* [GIVEN PASSAGE]
Phillip Pine (July 16, 1920 – December 22, 2006) was an American film and television actor, writer, film director, and producer. Despite incorrect biographical information repeated on many entertainment sites, he was not related to Robert Pine or Chris Pine.

In a 1957 episode of the same series, Pine again played Hardin.  Later that year, he appeared on Gunsmoke, as “Vint” - a cheating card dealer turned murderer in the episode “Moon”.

Pine appeared in two episodes of Adventures of Superman titled "The Mystery of the Broken Statues" and "The Case of the Talkative Dummy". In the latter, he played a theater usher who was part of a robbery gang (see picture in infobox). He appeared in two episodes of Wagon Train titled "The Ben Courtney Story" and "The Esteban Zamora Story" in 1959. Pine was in the second episode of The Outer Limits entitled "The Hundred Days of the Dragon". He also appeared in two episodes of The Twilight Zone, "The Four of Us Are Dying", and "The Incredible World of Horace Ford". Pine appeared as mobster Jack Zuta in the third episode of The Untouchables titled "The Jake Lingle Killing" and in 1962 he co-starred in the episode "The Whitey Steele Story". He also appeared in The Fugitive.  He made a 1964 appearance as Phillip Stewart in the Perry Mason episode, "The Case of the Wednesday Woman". In 1964 Pine guest starred on Combat! as Pvt. Steve Cantrell in the third season episode "Birthday Cake". He played a World War II submarine captain marooned inside an underwater cave with four other survivors in the 1965 Voyage to the Bottom of the Sea episode "And Five of Us Are Left".

* [SUPPLIED ENTRIES]
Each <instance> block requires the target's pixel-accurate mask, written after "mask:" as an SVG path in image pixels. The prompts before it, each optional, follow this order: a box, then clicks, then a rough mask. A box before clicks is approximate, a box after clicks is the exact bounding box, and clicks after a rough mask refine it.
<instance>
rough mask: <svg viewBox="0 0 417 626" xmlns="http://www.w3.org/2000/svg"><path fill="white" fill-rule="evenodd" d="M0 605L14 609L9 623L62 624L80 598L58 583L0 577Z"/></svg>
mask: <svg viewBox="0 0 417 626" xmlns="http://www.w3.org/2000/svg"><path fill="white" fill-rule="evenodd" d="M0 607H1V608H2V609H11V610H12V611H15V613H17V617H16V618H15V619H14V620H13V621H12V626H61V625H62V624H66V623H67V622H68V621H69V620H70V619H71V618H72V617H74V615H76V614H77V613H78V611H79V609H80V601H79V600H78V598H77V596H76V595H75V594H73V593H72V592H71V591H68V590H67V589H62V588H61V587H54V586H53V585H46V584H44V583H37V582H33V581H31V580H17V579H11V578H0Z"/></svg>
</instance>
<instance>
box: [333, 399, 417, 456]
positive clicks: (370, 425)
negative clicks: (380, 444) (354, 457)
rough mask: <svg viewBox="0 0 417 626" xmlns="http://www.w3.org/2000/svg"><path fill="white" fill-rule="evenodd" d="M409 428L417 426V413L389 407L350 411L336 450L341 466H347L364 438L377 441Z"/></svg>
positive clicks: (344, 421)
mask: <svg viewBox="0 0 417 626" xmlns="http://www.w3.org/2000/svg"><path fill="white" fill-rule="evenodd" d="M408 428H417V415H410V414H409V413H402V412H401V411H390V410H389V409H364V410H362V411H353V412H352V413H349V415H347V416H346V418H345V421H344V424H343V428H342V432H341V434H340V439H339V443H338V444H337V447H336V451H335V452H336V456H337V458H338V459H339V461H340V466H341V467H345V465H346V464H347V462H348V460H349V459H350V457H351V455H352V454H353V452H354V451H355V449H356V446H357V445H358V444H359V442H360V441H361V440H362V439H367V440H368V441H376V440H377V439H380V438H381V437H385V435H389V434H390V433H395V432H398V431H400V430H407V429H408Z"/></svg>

* [INSTRUCTION 1]
In the passage about Phillip Pine, what role did he play in the Combat! episode "Birthday Cake"?
* [INSTRUCTION 2]
Reproduce the records in Block 1 word for word.

* [WRITTEN ANSWER 1]
Pvt. Steve Cantrell

* [WRITTEN ANSWER 2]
Each <instance> block requires the target's pixel-accurate mask, written after "mask:" as an SVG path in image pixels. The prompts before it, each optional, follow this order: a box, then clicks, then a rough mask. A box before clicks is approximate, a box after clicks is the exact bounding box, and clicks after a rough mask refine it.
<instance>
rough mask: <svg viewBox="0 0 417 626" xmlns="http://www.w3.org/2000/svg"><path fill="white" fill-rule="evenodd" d="M0 605L14 609L9 623L62 624L80 598L58 583L0 577Z"/></svg>
mask: <svg viewBox="0 0 417 626" xmlns="http://www.w3.org/2000/svg"><path fill="white" fill-rule="evenodd" d="M0 607H1V608H2V609H11V610H12V611H15V613H17V617H16V618H15V619H14V620H13V621H12V626H61V625H62V624H66V623H67V622H68V621H69V620H70V619H71V618H72V617H74V615H76V614H77V613H78V611H79V609H80V601H79V600H78V598H77V596H76V595H75V594H73V593H72V592H71V591H68V590H67V589H62V588H61V587H54V586H53V585H46V584H44V583H37V582H33V581H31V580H17V579H11V578H0Z"/></svg>
</instance>
<instance>
box: [333, 399, 417, 456]
positive clicks: (370, 425)
negative clicks: (380, 444) (354, 457)
rough mask: <svg viewBox="0 0 417 626" xmlns="http://www.w3.org/2000/svg"><path fill="white" fill-rule="evenodd" d="M409 428L417 426V413L389 407L350 411L336 450L341 466H347L364 438L377 441Z"/></svg>
positive clicks: (344, 421)
mask: <svg viewBox="0 0 417 626" xmlns="http://www.w3.org/2000/svg"><path fill="white" fill-rule="evenodd" d="M408 428H417V415H410V414H409V413H402V412H401V411H390V410H389V409H364V410H362V411H353V412H352V413H349V415H347V416H346V418H345V421H344V424H343V428H342V432H341V434H340V439H339V443H338V444H337V447H336V451H335V452H336V456H337V458H338V459H339V461H340V466H341V467H345V465H346V464H347V462H348V460H349V459H350V457H351V455H352V454H353V452H354V451H355V449H356V446H357V445H358V444H359V442H360V441H361V440H362V439H367V440H368V441H376V440H377V439H380V438H381V437H385V435H389V434H390V433H395V432H398V431H400V430H407V429H408Z"/></svg>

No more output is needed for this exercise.